Continue the news report on the Breonna Taylor grand jury decision, starting after its final paragraph.

## EXTRACT PROVIDED:
__________

In her statement, Palmer said the entire justice system had failed her, and state Attorney General Daniel Cameron was just the final person in the chain that included the officer who sought the no-knock warrant as part of a drug investigation, the judge who signed it, and the police who burst into her Louisville apartment. The warrant was connected to a suspect who did not live there, and no drugs were found inside.

Ben Crump, a lawyer for the family, urged the prosecutor to make the transcripts public, so people can see if anyone was present at the grand jury proceedings to give a voice to Taylor. Gov. Andy Beshear has also called for Cameron to release what evidence he can.

Cameron’s spokeswoman, Elizabeth Kuhn, said the prosecutor understood that Taylor’s family “is in an incredible amount of pain and anguish” and that the grand jury decision was not the one they wanted. But, the statement added, “prosecutors and grand jury members are bound by the facts and by the law.”

Cameron earlier reaffirmed that the lack of body camera footage made the case difficult, so his team had to use ballistic evidence, 911 calls, interviews and radio traffic.

Based on this evidence, Cameron said he and the grand jury agreed that the officers were justified in the shooting since Kenneth Walker, admittedly, fired first.

Cameron said he does not plan to release the investigative files in the Taylor probe because he said he does not want to taint Hankison’s trial.

“I hope you never know the pain of your child being murdered 191 days in a row,” said Bianca Austin, reading Palmer’s statement while wearing Taylor’s emergency medical technician jacket.

On Friday, Cameron said through a spokesperson he understood Taylor’s family’s pain

“Everyone is entitled to their opinion, but prosecutors and Grand Jury members are bound by the facts and by the law,” spokeswoman Elizabeth Kuhn said in a statement.

The Taylor family is now awaiting the results of an FBI investigation into whether Taylor’s civil rights were violated. They’re also thinking about other ways to advance racial justice amid the ongoing calls from community activists.

On Friday, protesters — some of whom brought their dogs — marched through Louisville with a purple banner with Taylor’s name on it. They danced and chanted “bow for Breonna.” Some handed out pizza or water. Earlier, as they gathered, some people were trying to register voters.

__________

(Stored items from a collection)
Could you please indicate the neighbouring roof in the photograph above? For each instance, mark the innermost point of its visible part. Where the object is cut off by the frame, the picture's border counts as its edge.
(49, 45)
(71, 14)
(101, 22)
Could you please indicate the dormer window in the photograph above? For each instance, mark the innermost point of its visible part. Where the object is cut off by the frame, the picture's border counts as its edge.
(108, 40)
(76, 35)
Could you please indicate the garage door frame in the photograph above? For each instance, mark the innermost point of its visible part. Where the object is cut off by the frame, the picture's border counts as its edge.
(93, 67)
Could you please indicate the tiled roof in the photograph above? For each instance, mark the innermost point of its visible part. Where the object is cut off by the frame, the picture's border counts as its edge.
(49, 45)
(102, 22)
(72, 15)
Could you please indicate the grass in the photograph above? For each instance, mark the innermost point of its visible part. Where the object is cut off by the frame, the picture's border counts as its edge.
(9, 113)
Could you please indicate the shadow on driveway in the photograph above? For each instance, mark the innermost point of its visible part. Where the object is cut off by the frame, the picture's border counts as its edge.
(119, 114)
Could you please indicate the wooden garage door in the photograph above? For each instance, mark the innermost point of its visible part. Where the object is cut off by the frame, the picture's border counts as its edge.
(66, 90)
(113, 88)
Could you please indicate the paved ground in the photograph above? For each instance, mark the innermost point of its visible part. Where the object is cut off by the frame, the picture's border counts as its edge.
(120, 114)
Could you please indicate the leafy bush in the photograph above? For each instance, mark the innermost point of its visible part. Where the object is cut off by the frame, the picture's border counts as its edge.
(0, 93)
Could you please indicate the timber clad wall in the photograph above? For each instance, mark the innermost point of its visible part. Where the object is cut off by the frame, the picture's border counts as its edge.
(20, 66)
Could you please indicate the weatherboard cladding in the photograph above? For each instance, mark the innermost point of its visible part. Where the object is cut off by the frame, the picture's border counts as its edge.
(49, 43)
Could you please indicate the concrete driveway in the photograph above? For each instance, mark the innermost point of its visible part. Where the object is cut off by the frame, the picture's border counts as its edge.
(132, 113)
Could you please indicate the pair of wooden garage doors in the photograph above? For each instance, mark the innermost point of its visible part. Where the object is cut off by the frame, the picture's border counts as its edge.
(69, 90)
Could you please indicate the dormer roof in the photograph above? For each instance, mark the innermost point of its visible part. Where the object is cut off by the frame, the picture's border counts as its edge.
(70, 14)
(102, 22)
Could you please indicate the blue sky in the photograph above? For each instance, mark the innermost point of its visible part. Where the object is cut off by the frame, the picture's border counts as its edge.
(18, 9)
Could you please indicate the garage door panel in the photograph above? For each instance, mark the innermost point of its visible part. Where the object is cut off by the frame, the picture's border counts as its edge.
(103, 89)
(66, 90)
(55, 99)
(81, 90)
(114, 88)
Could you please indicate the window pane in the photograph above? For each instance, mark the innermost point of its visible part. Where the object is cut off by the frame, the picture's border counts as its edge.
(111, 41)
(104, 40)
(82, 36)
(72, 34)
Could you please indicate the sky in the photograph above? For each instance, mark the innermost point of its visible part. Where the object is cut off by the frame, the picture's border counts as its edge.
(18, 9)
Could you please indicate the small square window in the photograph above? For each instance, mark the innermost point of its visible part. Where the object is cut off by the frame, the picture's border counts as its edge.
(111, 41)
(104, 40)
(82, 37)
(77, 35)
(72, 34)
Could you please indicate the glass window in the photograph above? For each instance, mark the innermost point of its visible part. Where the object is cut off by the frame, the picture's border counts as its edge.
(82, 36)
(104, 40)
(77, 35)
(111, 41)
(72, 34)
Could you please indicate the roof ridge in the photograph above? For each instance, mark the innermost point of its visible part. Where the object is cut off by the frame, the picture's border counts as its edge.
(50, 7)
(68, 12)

__________

## TASK RESPONSE:
Police in Louisville later blocked the route of a protest march, warning demonstrators they could face arrest for unlawful assembly. Then marchers began turning around after a tense encounter with helmeted police in riot gear.

Marchers were headed through Louisville’s downtown Friday evening when they came upon a number of police officers lined up near an underpass. Associated Press journalists in Louisville saw — and video showed — some officers firing flash bang devices. Amid ensuing confusion, marchers pulled back but seemed to remain peaceful.

At least two people could be seen being taken into custody near the underpass in police video streamed online.

Some protesters argued with police that the march was peaceful. Others pleaded with the crowd to take to the sidewalks and retreat. People dispersed in different directions.

At least 24 people were arrested in the Louisville protests Thursday night that authorities said resulted in some vandalism. Among those arrested was state Rep. Attica Scott, a Louisville Democrat, who said she was detained minutes before a curfew started as she headed toward a church that protesters were congregating in.

“It’s clear that this alphabet soup of law enforcement that’s here in Louisville, both local, state and federal law enforcement, are preparing for battle, for war against the people they are supposed to protect and serve,” Scott said Friday after spending the night in jail.

The curfew in Louisville will continue through the weekend, and the governor called up the National Guard for “limited missions.”

The Associated Press contributed to this report.